[Entries drawn from a collection]
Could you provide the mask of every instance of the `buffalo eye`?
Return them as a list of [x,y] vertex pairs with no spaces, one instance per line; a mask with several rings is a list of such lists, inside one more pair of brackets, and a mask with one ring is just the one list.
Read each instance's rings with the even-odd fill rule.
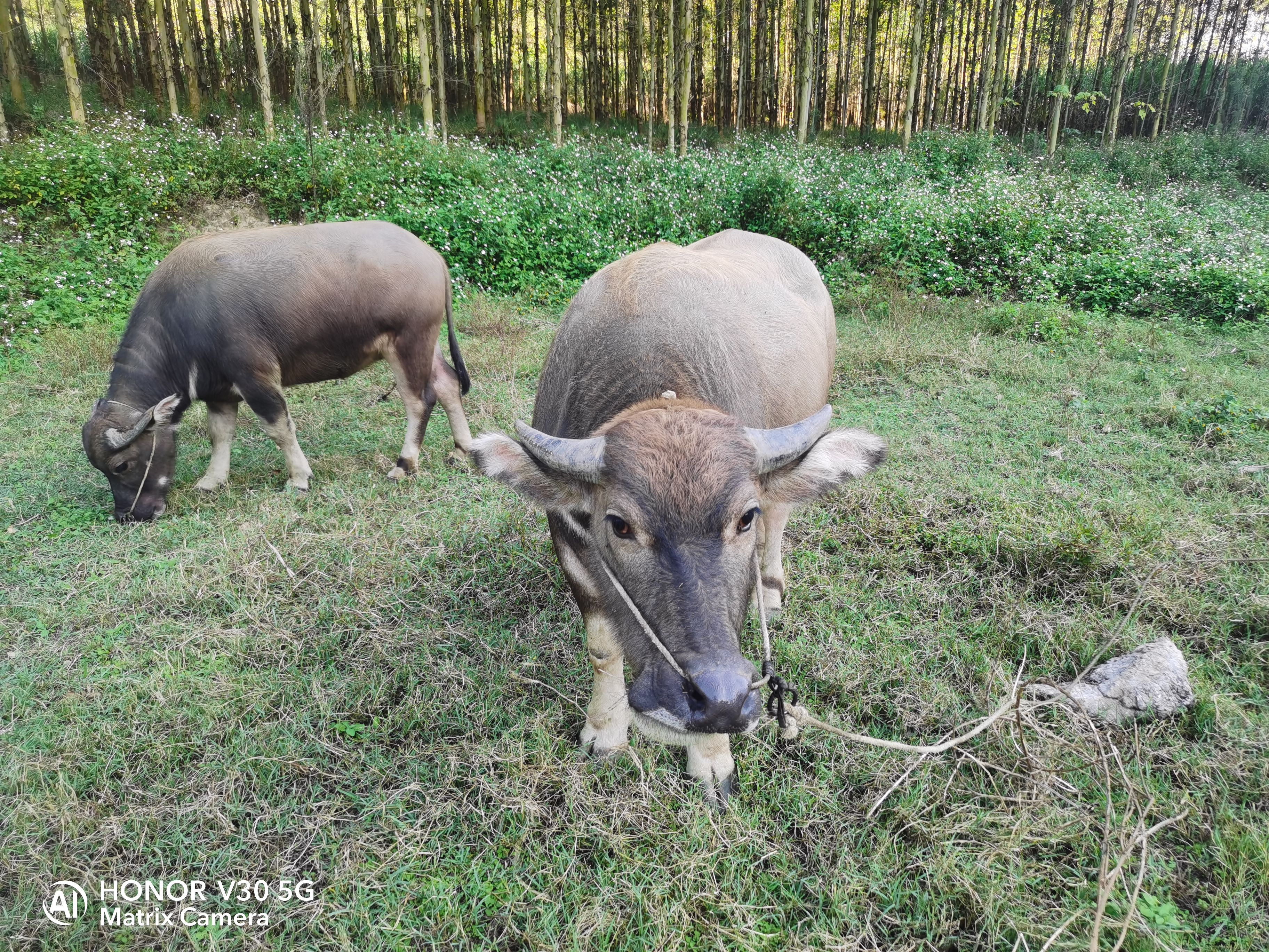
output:
[[613,533],[618,538],[634,538],[634,529],[619,515],[609,515],[608,524],[613,527]]

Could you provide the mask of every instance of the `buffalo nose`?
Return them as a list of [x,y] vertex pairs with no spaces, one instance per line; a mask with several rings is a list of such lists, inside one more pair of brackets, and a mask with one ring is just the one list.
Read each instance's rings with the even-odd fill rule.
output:
[[[747,666],[747,665],[746,665]],[[758,718],[759,696],[753,671],[707,668],[688,685],[689,729],[703,734],[737,734]]]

WHAT TO DO -
Arrange each line of the entries above as a JSON list of strings, one string per line, skipping blank lines. Leave the pictures out of your answer.

EXERCISE RESULT -
[
  "Could you provide the mask of every instance of the `buffalo eye`?",
  "Return them as a list of [x,y] vertex pairs with no spaces, one instance per line; a mask with several rings is a list of such lists, inside one more pair of brackets, and a mask with one ring is just the one list.",
  "Read each instance's rings with the even-odd fill rule.",
  "output:",
  "[[613,533],[618,538],[634,538],[634,529],[619,515],[609,515],[608,524],[613,527]]",
  "Could you provide the mask of every instance of the `buffalo nose`?",
  "Return them as a list of [x,y] vertex pairs with no spaces, one instance per line; a mask with several rings is a list of such lists, inside one more pair of brackets, and a mask with one ring is just the one list.",
  "Read each instance's rings with the even-odd fill rule.",
  "output:",
  "[[[747,666],[747,665],[746,665]],[[758,718],[759,696],[753,671],[707,668],[688,685],[689,729],[703,734],[737,734]]]"
]